(Material shown)

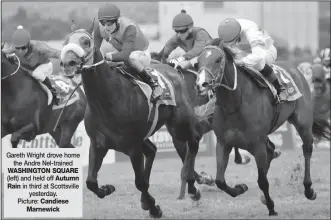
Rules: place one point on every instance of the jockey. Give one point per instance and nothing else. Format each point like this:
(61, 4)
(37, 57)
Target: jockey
(125, 36)
(188, 37)
(258, 49)
(324, 58)
(34, 57)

(End Material shown)

Copy the data exactly. Any picture it contains is to be omitted.

Rules: place one point on every instance of the jockey. Give one point per instance and nothing else. Format each point like this:
(61, 4)
(37, 57)
Target: jockey
(125, 36)
(188, 37)
(258, 49)
(324, 58)
(34, 57)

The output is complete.